[Object point labels]
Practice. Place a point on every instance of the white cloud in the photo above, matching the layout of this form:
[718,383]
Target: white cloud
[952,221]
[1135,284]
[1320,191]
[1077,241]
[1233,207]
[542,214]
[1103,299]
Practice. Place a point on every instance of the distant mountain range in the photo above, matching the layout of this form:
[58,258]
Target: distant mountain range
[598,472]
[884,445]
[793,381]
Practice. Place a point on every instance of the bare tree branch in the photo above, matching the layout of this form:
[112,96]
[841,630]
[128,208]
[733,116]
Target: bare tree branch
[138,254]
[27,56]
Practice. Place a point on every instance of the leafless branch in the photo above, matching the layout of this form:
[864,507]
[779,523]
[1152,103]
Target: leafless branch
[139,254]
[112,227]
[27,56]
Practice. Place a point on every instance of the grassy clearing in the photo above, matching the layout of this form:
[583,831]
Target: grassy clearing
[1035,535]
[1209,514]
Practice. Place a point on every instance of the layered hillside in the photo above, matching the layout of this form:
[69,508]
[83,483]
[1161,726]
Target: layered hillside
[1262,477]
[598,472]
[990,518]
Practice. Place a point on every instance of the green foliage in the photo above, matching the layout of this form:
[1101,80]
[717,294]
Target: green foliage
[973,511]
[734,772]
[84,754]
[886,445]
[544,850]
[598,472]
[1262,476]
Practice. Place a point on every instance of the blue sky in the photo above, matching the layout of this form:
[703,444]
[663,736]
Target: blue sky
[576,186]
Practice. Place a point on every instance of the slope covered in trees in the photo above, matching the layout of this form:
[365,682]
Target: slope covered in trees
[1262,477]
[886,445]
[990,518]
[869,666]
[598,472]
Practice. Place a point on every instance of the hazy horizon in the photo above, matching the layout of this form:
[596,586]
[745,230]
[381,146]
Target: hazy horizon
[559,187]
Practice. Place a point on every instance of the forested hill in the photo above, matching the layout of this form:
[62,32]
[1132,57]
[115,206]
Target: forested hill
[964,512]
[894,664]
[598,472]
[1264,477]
==
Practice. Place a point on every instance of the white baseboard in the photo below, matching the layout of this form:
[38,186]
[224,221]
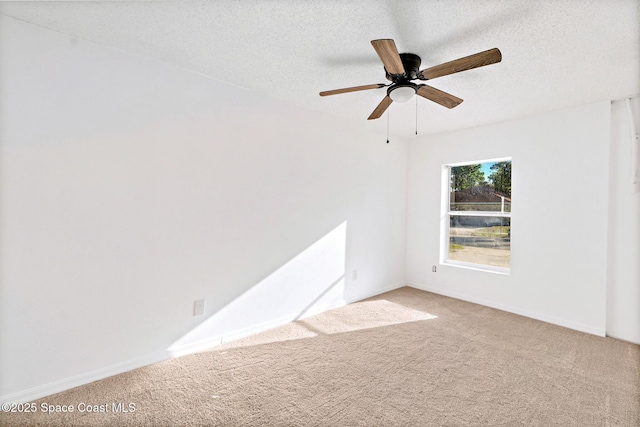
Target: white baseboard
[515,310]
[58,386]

:: Exercise task ::
Copy out every line in the items above that contains the word "grassy".

:: Complete output ::
Practice. Place a point on every instance of the grassy clearing in the photo above, matching the layout of this form:
Target: grassy clearing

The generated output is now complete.